- Stated problem
How many lines of the data below contain the string "wall", with case counting? Reply with the number alone.

- Extracted entries
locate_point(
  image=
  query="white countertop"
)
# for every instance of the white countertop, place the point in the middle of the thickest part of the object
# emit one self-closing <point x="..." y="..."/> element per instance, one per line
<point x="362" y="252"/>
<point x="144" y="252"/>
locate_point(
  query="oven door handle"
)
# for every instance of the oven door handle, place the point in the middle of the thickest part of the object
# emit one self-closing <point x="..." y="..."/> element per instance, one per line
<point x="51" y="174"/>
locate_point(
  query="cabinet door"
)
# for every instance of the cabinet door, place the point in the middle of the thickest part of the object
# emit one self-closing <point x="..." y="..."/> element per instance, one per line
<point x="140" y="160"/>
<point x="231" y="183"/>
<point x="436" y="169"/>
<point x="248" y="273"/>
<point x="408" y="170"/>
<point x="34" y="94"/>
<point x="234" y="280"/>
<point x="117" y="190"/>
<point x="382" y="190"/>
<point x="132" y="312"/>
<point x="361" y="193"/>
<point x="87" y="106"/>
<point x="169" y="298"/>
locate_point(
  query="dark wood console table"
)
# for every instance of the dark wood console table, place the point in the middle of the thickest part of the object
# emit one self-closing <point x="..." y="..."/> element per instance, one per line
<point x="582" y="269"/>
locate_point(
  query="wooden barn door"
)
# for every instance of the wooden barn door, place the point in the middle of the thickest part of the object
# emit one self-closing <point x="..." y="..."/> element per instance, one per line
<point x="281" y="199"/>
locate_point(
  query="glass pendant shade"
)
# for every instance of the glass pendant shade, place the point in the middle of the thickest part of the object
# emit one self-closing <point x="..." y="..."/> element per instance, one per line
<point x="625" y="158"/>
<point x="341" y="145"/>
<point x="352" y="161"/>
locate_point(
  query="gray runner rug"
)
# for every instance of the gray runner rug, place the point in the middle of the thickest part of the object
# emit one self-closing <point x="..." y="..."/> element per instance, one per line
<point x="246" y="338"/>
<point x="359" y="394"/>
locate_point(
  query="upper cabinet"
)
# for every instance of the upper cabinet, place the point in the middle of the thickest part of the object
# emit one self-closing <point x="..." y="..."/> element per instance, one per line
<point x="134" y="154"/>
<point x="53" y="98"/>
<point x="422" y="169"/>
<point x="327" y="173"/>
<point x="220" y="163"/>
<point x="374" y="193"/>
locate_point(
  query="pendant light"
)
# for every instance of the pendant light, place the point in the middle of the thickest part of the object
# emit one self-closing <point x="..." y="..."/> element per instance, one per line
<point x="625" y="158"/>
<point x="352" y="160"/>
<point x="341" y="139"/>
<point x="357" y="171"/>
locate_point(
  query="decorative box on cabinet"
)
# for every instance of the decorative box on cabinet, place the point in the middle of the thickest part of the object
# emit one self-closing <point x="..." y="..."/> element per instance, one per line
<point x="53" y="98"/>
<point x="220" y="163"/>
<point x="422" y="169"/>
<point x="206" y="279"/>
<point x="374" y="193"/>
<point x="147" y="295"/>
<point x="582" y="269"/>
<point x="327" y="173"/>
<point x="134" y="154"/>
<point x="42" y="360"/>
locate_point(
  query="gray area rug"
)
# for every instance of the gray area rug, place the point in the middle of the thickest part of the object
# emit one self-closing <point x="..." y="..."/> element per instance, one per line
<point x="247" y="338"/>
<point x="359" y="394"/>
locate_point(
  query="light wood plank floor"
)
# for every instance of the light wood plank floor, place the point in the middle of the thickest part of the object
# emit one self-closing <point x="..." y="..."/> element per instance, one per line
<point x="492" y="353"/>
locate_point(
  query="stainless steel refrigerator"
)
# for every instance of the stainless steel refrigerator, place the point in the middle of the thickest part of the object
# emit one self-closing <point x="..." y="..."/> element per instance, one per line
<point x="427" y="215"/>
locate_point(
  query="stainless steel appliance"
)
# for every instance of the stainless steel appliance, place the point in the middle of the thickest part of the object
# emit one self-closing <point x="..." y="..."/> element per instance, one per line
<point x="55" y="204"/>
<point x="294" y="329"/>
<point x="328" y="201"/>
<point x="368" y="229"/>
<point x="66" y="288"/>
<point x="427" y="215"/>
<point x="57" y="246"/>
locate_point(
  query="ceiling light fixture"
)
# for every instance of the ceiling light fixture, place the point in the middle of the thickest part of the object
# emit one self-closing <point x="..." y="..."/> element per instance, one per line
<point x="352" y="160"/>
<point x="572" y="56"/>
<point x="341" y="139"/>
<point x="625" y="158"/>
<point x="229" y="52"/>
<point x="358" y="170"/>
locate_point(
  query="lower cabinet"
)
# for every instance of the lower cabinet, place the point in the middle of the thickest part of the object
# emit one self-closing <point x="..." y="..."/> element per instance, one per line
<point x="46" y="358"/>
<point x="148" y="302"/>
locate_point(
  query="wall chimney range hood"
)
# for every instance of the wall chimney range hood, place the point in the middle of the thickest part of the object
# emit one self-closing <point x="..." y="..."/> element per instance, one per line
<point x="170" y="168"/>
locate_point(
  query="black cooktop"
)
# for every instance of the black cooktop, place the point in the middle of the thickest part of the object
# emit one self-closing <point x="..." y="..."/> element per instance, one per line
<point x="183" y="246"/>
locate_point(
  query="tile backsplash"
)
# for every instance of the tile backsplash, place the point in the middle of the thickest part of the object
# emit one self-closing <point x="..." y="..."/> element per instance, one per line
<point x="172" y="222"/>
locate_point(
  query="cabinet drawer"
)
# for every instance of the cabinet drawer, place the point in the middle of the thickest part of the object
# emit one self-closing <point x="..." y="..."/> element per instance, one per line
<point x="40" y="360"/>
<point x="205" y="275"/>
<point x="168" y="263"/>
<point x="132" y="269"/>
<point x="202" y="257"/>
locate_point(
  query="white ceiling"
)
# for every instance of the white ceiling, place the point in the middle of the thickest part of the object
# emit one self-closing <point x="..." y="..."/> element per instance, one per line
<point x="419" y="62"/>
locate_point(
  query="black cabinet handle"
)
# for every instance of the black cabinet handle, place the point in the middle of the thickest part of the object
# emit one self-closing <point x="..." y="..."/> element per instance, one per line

- Response for this exercise
2